## Data in this exercise
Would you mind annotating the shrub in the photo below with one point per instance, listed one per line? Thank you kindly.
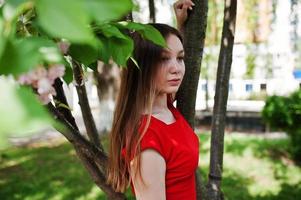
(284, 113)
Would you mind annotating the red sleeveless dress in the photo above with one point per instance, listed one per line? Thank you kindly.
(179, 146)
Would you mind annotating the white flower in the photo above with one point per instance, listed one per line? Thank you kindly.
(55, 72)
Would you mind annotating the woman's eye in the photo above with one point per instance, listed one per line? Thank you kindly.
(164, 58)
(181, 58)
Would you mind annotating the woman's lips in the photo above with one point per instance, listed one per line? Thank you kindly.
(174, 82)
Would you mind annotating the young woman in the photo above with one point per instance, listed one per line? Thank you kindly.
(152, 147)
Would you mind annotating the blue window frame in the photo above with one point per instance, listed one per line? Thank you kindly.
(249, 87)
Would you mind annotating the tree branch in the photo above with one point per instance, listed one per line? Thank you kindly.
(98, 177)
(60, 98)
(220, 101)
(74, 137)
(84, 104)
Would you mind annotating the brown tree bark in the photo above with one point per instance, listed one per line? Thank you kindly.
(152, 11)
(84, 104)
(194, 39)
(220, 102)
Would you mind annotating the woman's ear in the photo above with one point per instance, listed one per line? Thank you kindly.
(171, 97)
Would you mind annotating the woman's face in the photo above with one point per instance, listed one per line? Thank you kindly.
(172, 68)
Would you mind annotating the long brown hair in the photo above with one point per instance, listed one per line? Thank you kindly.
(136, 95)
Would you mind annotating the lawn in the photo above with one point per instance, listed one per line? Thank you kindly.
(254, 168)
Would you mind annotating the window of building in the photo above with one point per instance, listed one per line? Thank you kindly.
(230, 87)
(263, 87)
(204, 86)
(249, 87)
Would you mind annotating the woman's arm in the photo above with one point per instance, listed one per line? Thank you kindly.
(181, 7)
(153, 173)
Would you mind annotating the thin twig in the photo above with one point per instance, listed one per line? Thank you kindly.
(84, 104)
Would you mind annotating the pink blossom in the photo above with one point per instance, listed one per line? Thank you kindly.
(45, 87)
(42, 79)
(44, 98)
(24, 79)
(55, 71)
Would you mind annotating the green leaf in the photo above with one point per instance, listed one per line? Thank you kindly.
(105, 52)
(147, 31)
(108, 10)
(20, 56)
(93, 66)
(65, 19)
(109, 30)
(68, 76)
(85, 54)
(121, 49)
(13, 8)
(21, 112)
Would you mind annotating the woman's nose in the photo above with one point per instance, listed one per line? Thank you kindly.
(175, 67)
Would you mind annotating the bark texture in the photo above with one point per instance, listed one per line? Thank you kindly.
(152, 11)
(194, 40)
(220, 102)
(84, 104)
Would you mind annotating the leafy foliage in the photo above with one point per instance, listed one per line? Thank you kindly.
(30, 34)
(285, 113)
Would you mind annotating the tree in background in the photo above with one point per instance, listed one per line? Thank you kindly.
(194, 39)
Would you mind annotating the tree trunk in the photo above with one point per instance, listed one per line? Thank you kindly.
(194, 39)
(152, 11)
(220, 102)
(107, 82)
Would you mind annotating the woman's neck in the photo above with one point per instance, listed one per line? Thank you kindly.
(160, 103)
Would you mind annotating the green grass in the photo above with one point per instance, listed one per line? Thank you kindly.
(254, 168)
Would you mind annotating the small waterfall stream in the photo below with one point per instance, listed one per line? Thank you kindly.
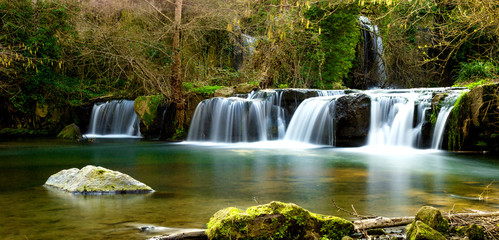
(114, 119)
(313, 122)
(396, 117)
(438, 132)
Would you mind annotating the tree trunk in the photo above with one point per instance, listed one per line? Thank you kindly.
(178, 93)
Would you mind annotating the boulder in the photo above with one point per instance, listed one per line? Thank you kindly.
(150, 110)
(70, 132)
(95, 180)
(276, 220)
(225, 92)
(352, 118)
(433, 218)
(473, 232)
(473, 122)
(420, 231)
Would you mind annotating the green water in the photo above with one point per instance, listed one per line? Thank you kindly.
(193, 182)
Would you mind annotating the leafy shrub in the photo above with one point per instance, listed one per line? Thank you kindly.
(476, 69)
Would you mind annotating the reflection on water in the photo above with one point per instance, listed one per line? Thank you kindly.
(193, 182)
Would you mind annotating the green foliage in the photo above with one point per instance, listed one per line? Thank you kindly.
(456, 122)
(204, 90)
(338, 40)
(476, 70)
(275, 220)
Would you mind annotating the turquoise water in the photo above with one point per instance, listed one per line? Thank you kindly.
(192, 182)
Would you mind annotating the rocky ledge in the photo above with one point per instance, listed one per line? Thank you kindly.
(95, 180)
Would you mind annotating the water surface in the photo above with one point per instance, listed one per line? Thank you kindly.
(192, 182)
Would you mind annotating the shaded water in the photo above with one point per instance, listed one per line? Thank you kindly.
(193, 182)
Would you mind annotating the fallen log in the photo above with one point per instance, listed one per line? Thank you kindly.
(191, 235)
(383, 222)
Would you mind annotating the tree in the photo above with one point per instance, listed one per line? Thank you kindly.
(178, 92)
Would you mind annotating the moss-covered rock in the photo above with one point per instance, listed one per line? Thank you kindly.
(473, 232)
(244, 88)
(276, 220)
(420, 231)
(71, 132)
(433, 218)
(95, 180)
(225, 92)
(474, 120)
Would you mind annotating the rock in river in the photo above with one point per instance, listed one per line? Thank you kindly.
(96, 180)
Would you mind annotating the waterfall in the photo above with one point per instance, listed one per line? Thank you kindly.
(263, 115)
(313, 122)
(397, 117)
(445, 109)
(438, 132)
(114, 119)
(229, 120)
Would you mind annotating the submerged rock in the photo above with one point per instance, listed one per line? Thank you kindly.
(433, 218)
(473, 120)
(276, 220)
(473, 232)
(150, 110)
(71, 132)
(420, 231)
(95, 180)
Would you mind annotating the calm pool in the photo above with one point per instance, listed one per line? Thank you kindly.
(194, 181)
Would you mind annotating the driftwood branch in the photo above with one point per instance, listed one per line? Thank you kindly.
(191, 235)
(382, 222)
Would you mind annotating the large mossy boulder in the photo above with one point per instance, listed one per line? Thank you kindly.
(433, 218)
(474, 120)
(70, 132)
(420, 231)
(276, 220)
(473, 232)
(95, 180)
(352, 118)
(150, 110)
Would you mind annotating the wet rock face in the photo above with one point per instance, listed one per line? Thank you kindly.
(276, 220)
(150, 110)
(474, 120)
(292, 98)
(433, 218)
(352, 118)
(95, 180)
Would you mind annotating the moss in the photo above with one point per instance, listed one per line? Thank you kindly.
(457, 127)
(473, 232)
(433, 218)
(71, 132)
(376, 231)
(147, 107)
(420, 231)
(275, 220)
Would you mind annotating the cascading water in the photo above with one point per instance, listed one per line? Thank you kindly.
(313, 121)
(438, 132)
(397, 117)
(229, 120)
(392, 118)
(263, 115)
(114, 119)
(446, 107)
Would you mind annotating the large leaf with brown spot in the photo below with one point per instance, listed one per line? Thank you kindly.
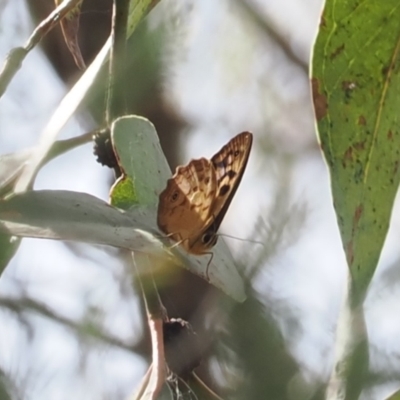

## Exercise description
Exactly the lines from the line with "Would you mind annotating the waterfall" through the last line of the listing, both included, should be extracted, and the pictures left behind.

## Problem solution
Would you mind annotating the waterfall in the photo above with one point per instance, listed one per line? Thank you kindly.
(263, 115)
(313, 122)
(397, 117)
(445, 109)
(438, 132)
(114, 119)
(229, 120)
Would you mind annotating the submerged rock in the photo above with one point per instance, listed one per line? Thank you kindly.
(433, 218)
(473, 120)
(276, 220)
(473, 232)
(150, 110)
(71, 132)
(420, 231)
(95, 180)
Would you mind annotating the calm pool in the photo above with one point per instance, listed one per line? Thank you kindly.
(194, 181)
Would you mind annotating the driftwood branch in the photo above with one point per instance, listed one per line? Thank you kindly.
(191, 235)
(382, 222)
Would you mind annotating the large mossy boulder in the photo above with one point per instance, listed one per line? Thank you kindly.
(433, 218)
(474, 120)
(70, 132)
(420, 231)
(276, 220)
(473, 232)
(95, 180)
(352, 118)
(150, 110)
Would you mind annotating the wet rock face in the photo above with one point per instance, listed one per line? Thank you kindly.
(276, 220)
(150, 110)
(474, 120)
(292, 98)
(433, 218)
(352, 118)
(95, 180)
Would you mind annotating the moss in the photo above with one point per instance, listed one per line? Thank you kindly.
(457, 127)
(473, 232)
(433, 218)
(71, 132)
(376, 231)
(147, 107)
(420, 231)
(275, 220)
Would you mind annotating the cascading water in the photo above with one point per instance, listed one per line? Thank you kindly.
(313, 121)
(438, 132)
(397, 117)
(229, 120)
(392, 118)
(263, 115)
(114, 119)
(446, 107)
Would you mind annotating the large leaf with brown spot in the photo below with one point per instance, listed one per line? Thank you kindly.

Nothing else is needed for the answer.